:: Fragment źródłowy

To że Maryja kocha, można dostrzec w cichych gestach z opowiadań o dzieciństwie Jezusa. Widzimy to w delikatności, z jaką w Kanie dostrzega potrzebę małżonków i przedstawia ją Synowi. Widzimy to w pokorze, z jaką przyjmuje pozostanie w cieniu w życiu publicznym Jezusa. Widzimy to wówczas, gdy uczniowie uciekną, a ona pozostanie u stóp krzyża. Widzimy to we wszystkich objawieniach prywatnych, w których tak bardzo zależy jej na naszym nawróceniu. Maryja kocha.

17 maja
Maryja jest błogosławiona, ponieważ ma wiarę, uwierzyła, i w tej wierze przyjęła do swego łona Słowo Boże, by dać je światu. Ta radość, zrodzona ze Słowa, może teraz ogarnąć wszystkich, którzy w wierze pozwalają się przemienić przez Słowo Boże.
Benedykt XVI, Verbum Domini 124

Chyba jednak bardziej utkwił nam w pamięci „miecz boleści”, niż radość, którą Maryja wyśpiewuje w Magnificat. Łatwiej nam wyśpiewywać słowa pieśni „Matko Bolesna, do serca twego, mieczem boleści wskroś przeszytego...” niż przyjąć prawdę, że życie według słowa Bożego jest przede wszystkim źródłem radości. Uwierzmy słowom Jezusa, że stajemy się Jego matką i Jego braćmi, gdy słuchamy słowa Bożego i je wypełniamy.

18 maja
Maryja w słowie Bożym czuje się jak u siebie w domu, z naturalnością wychodzi i wchodzi z powrotem. 
Benedykt XVI, Deus Caritas est 41

Czuć się jak u siebie w domu to w większości przypadków wspaniałe uczucie. Tam jest mi dobrze. Najlepiej. Tam bardzo chętnie wracam, a wychodząc mam świadomość, że to tylko na chwilę. Czuć się u siebie oznacza mieć swoje miejsce, do którego się przynależę, które do mnie należy. Jest bezpiecznie. Nie jestem bezdomnym. Nawet po ciemku jestem w stanie w miarę bezpiecznie przejść z jednego pokoju do drugiego. Wiem co gdzie stoi. Wiem gdzie coś znaleźć. Czy słowo Boże jest moim domem? Bo dla Maryi było.

19 maja
Zasłuchana Dziewica żyje w pełnej harmonii ze słowem Bożym; zachowuje w swym sercu wydarzenia z życia swego Syna, niejako układa z nich jedną mozaikę.
Benedykt XVI, Verbum Domini 27

Układać mozaikę ze słowa Bożego i mojego życia. Zharmonizować się ze słowem Bożym, zestroić się z nim. Oto czego uczy nas Maryja. Dla nas często życie jest całą galerią oddzielnych obrazów. Jeden obraz to ja i moje potrzeby i pragnienia. Kolejnym jest moja rodzina i łączące nas więzy. Dalej może być praca, koledzy z różnych „kółek zainteresowań”. Gdzieś tam wisi niewielka „akwarela” z niedzielną Mszą i kilka graficznych miniaturek oznaczających codzienne westchnienia do Pana Boga. Tak to poszatkowane. A u Maryi była jedna wielka i piękna mozaika. Bóg był wszędzie.

::::

**Treść zadania 1:**
Odpowiedz krótko na pytania do rozważań o Maryi.
(a) W jakim miejscu, według pierwszego akapitu, Maryja dostrzega potrzebę małżonków?
(b) Jaki dokument Benedykta XVI przytoczono przy dacie „18 maja”?
(c) Do jakiego obrazu porównano niedzielną Mszę w rozważaniu z 19 maja?
Listing nie ma żadnego związku z rozważaniami o Maryi.

:: Dane do zadania

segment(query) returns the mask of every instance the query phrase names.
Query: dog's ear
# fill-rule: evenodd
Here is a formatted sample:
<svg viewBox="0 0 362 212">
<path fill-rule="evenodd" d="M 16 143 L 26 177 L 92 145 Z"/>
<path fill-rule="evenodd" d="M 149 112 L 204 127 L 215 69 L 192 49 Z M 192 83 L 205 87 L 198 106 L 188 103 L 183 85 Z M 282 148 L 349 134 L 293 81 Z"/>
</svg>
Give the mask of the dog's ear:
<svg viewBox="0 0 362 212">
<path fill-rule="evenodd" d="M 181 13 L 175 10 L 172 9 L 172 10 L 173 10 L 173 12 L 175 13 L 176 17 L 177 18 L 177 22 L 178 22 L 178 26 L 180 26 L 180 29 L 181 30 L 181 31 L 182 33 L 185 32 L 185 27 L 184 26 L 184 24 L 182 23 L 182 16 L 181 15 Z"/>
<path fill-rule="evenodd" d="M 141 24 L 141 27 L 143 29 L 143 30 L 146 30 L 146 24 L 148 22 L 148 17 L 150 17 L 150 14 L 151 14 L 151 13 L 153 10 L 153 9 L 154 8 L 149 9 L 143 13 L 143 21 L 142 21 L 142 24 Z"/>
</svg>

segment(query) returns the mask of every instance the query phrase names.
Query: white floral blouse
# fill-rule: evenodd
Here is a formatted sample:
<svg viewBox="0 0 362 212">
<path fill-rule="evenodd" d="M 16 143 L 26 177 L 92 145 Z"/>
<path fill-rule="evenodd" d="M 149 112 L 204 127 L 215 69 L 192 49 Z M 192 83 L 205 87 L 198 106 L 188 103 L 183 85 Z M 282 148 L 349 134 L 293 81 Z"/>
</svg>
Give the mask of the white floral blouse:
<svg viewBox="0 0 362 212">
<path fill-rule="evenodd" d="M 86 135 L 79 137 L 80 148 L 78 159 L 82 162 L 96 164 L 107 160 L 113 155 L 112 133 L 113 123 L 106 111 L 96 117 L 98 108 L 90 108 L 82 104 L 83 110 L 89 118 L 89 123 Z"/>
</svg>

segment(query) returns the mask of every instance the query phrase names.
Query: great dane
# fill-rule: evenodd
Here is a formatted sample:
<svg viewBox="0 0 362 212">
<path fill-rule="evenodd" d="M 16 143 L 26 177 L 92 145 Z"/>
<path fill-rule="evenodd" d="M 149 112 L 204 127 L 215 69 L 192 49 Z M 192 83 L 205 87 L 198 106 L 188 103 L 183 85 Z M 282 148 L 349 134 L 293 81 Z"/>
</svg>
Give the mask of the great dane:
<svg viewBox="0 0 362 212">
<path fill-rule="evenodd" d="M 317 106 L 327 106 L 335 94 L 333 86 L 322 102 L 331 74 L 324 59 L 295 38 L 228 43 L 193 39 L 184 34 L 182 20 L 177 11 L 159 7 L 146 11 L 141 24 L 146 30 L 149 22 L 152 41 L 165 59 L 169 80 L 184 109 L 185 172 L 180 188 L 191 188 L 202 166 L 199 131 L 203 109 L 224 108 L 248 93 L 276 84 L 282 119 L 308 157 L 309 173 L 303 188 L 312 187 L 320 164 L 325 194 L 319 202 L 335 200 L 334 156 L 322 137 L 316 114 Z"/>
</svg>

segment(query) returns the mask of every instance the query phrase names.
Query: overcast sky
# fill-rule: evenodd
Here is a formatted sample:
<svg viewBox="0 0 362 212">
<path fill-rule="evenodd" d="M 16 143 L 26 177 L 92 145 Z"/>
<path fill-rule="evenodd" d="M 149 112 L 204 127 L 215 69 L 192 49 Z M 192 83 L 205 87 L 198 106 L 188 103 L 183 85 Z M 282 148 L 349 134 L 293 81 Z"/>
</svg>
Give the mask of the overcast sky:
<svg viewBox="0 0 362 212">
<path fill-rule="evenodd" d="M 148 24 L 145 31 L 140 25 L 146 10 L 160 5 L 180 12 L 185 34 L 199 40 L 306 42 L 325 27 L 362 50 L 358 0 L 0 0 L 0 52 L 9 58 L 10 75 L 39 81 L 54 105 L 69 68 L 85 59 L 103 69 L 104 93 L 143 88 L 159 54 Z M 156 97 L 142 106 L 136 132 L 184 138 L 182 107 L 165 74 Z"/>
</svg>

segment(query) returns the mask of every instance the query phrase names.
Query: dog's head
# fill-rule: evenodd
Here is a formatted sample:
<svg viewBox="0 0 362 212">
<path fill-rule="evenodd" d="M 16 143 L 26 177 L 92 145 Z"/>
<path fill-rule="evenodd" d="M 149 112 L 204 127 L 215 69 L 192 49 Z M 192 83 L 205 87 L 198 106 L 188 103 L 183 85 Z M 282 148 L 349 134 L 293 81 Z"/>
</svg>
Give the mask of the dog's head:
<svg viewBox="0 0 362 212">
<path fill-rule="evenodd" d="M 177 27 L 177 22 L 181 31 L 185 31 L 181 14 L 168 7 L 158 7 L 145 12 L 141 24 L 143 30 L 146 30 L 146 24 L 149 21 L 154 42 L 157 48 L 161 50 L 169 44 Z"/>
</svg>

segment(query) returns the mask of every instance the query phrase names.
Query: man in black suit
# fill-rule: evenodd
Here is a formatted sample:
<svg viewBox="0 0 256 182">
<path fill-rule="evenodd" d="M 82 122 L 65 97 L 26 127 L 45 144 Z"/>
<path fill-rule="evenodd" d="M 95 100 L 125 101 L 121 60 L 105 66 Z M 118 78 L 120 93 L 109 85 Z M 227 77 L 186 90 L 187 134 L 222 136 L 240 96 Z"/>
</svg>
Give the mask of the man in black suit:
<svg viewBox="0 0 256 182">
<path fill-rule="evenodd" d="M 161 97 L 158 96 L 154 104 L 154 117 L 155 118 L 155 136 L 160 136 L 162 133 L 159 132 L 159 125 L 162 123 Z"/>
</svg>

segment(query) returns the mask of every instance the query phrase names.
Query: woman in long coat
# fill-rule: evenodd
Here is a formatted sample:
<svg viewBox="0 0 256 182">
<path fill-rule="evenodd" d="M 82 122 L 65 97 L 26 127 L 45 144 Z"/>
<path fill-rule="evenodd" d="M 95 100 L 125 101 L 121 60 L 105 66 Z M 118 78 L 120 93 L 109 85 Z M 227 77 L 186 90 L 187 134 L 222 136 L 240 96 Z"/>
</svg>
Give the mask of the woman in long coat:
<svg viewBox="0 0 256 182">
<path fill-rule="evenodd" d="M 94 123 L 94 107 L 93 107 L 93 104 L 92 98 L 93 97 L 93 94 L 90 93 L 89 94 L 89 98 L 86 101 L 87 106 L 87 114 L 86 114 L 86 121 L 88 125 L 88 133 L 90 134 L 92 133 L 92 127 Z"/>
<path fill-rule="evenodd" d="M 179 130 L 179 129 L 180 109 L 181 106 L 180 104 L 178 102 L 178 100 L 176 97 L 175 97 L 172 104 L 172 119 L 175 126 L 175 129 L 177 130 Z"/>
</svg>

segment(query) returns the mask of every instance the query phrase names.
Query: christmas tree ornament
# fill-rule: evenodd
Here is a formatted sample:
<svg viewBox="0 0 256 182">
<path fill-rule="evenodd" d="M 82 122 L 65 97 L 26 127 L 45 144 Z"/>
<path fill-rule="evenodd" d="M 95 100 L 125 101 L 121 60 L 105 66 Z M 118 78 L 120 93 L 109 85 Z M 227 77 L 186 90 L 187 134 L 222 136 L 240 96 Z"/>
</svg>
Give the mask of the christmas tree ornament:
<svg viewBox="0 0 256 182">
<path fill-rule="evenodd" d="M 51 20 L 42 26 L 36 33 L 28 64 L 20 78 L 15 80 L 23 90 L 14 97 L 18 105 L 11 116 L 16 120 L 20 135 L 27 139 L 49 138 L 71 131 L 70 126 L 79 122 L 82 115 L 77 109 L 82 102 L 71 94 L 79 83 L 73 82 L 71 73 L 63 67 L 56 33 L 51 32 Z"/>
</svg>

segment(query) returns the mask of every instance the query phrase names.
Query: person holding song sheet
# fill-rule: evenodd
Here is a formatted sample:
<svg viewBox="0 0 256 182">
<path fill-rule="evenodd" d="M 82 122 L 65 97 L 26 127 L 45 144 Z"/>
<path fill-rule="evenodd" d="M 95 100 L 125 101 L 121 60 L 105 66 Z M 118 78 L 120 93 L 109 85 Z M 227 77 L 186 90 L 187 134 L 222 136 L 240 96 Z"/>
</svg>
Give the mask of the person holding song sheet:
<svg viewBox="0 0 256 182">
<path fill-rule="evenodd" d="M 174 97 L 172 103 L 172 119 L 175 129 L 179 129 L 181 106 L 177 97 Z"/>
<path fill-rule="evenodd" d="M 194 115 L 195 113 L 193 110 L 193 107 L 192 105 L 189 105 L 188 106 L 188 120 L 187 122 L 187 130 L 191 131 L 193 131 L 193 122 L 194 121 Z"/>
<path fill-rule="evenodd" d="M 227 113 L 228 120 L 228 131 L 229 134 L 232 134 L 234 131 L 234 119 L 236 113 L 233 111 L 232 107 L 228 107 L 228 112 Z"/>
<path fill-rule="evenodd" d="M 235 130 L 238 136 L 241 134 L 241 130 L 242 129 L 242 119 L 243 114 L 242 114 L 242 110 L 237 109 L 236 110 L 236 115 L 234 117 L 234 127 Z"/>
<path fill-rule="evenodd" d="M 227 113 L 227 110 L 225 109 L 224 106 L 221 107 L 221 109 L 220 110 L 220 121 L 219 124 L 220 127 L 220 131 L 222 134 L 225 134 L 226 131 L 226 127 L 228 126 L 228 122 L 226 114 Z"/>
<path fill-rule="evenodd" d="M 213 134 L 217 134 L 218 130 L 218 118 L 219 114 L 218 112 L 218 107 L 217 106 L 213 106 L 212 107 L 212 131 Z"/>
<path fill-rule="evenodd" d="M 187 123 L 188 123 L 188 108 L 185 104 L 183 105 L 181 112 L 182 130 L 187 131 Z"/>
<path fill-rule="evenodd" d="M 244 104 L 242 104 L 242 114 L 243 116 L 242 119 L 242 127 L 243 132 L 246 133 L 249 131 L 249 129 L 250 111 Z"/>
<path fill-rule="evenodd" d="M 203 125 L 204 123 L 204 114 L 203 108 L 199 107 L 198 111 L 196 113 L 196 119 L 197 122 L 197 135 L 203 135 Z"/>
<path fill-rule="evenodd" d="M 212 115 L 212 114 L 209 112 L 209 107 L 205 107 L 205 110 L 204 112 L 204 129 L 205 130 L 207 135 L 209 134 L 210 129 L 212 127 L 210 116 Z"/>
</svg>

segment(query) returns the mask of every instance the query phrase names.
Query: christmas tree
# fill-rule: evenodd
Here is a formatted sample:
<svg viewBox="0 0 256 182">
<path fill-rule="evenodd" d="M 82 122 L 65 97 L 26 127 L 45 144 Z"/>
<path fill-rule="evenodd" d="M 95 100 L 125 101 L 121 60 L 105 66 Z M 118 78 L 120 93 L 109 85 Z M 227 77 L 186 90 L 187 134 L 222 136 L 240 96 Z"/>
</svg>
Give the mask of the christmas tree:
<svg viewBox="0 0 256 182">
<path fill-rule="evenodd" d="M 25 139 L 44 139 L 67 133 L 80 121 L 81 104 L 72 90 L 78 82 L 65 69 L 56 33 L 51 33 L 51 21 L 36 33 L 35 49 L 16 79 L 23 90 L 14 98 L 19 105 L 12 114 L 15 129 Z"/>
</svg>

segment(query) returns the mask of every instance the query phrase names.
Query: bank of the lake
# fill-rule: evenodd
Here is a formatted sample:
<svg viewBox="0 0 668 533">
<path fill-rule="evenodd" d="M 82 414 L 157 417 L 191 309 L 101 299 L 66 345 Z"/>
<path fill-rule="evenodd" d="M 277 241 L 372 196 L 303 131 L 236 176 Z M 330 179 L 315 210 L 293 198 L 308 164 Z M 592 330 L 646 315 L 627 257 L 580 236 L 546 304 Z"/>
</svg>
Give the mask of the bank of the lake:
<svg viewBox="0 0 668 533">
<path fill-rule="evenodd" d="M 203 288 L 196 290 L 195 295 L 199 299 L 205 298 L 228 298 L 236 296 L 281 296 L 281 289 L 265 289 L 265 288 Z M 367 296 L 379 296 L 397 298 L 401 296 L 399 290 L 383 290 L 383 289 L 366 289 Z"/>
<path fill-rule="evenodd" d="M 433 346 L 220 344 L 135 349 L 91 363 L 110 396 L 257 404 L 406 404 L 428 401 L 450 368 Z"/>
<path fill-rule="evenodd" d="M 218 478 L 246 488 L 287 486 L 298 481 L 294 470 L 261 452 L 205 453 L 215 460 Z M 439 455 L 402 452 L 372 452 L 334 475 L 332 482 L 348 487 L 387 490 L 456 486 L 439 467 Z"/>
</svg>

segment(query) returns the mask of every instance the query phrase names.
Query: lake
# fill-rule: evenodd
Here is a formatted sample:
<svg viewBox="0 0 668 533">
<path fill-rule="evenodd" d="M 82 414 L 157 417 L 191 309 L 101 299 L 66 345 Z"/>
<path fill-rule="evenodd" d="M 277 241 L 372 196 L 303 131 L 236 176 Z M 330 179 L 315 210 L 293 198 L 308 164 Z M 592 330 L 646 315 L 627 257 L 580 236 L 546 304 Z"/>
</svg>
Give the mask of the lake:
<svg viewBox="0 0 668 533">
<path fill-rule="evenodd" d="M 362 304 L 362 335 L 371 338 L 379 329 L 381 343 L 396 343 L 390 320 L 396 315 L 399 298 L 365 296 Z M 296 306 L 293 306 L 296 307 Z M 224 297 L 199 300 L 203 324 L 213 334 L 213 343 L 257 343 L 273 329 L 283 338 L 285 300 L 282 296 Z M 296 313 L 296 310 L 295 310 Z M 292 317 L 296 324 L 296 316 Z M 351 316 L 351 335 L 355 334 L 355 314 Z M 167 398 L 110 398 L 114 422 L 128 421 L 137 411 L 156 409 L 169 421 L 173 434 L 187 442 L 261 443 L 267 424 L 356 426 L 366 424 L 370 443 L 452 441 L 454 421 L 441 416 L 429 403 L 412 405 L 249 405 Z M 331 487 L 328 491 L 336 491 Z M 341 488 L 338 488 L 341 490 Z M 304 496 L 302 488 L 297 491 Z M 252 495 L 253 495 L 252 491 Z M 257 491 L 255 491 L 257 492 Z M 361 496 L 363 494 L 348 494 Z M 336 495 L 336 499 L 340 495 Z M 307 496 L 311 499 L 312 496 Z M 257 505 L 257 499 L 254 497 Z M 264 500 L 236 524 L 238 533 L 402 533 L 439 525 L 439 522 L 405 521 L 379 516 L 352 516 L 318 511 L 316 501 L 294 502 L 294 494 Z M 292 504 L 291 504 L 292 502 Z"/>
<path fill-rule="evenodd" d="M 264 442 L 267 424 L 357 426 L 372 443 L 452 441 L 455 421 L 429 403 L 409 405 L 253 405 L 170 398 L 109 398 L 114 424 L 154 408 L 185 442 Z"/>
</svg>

::::

**Treść zadania 2:** Podaj każdy wiersz listingu, który zawiera słowo „overcast”.

**Wynik zadania 1:**
(a) W Kanie.
(b) Deus Caritas est 41.
(c) Do niewielkiej „akwareli”.

**Wynik zadania 2:**
Query: overcast sky
Give the mask of the overcast sky:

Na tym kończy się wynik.